[Stored items]
########

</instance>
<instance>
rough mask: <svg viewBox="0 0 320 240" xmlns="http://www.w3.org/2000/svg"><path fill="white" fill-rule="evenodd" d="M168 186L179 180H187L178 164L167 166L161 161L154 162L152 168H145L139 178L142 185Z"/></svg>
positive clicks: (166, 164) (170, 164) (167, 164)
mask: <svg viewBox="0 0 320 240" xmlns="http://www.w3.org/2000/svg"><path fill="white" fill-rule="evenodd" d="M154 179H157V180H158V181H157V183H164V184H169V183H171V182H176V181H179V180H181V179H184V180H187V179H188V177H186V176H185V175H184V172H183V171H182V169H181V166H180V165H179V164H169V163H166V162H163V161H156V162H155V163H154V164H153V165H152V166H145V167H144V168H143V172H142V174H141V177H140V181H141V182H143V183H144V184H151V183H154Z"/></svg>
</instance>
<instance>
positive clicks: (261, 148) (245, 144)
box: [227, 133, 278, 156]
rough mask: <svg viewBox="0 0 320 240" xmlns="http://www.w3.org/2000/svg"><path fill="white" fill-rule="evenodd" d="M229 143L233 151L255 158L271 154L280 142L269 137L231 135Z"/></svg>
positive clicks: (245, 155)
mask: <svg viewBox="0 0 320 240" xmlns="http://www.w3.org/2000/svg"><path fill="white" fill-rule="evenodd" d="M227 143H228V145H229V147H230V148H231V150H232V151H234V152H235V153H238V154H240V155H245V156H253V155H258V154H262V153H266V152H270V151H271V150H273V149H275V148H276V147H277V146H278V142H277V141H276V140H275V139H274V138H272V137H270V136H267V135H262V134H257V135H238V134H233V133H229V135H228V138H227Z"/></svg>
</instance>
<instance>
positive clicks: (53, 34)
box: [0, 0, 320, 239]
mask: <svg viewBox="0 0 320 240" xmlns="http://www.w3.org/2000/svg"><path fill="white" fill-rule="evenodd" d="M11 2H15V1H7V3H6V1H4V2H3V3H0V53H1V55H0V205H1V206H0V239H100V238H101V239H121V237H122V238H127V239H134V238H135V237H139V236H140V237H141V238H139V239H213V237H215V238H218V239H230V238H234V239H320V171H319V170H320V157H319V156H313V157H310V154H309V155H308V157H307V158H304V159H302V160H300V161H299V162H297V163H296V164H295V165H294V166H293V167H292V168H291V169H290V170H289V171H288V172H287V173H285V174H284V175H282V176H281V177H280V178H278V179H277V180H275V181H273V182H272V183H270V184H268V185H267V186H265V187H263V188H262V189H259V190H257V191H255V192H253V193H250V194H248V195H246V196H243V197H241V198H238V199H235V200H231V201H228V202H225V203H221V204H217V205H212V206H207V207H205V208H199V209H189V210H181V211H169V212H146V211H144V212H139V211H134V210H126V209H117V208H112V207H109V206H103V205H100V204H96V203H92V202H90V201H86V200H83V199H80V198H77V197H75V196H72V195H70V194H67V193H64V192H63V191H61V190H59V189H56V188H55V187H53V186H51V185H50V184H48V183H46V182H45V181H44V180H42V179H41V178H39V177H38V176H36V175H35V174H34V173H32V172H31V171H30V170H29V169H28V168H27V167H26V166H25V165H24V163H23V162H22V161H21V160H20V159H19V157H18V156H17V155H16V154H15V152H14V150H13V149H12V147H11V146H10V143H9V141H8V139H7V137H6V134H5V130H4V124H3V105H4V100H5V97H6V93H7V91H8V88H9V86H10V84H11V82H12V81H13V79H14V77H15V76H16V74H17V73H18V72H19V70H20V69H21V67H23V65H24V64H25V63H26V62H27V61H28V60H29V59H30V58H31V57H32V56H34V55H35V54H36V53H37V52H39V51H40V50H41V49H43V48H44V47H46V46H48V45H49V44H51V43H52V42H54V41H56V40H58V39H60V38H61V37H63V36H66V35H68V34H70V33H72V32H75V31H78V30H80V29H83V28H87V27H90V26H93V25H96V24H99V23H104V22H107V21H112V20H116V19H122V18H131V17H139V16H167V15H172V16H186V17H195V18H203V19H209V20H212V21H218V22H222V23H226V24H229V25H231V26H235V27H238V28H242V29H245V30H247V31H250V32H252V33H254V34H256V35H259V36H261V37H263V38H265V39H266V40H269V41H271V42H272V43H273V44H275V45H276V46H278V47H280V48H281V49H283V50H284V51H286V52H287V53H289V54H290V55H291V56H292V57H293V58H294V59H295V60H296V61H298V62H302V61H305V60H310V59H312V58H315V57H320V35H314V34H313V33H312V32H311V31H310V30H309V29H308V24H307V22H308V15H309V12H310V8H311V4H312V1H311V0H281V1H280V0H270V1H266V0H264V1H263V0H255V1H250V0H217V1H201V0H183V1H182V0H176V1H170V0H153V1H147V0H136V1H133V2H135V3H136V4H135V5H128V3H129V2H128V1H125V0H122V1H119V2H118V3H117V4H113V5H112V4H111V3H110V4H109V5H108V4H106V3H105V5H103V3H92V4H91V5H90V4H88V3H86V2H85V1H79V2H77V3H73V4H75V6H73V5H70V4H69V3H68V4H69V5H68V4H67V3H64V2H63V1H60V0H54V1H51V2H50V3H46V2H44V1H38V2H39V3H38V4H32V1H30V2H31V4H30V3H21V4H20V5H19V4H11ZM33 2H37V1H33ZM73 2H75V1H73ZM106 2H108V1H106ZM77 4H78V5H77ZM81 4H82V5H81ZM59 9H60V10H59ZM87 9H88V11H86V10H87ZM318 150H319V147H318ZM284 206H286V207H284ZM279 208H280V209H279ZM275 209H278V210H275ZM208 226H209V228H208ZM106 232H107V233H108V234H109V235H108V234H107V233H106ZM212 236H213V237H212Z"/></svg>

########

# What to do
Set down exactly the lines from the start of the records to the line with "143L233 151L255 158L271". Include that line, and add nothing more.

# Task output
</instance>
<instance>
rough mask: <svg viewBox="0 0 320 240" xmlns="http://www.w3.org/2000/svg"><path fill="white" fill-rule="evenodd" d="M168 186L179 180H187L178 164L167 166L161 161L154 162L152 168H145L139 178L142 185Z"/></svg>
positive clicks: (166, 164) (170, 164) (167, 164)
mask: <svg viewBox="0 0 320 240" xmlns="http://www.w3.org/2000/svg"><path fill="white" fill-rule="evenodd" d="M154 179H157V180H158V181H157V183H164V184H169V183H171V182H176V181H179V180H181V179H184V180H187V179H188V177H186V176H185V175H184V172H183V171H182V169H181V166H180V165H179V164H169V163H166V162H163V161H156V162H155V163H154V164H153V165H152V166H145V167H144V168H143V172H142V174H141V177H140V181H141V182H143V183H144V184H151V183H154Z"/></svg>
</instance>
<instance>
positive clicks: (261, 148) (245, 144)
box: [227, 133, 278, 156]
rough mask: <svg viewBox="0 0 320 240" xmlns="http://www.w3.org/2000/svg"><path fill="white" fill-rule="evenodd" d="M229 143L233 151L255 158L271 154L280 142L269 137L231 135Z"/></svg>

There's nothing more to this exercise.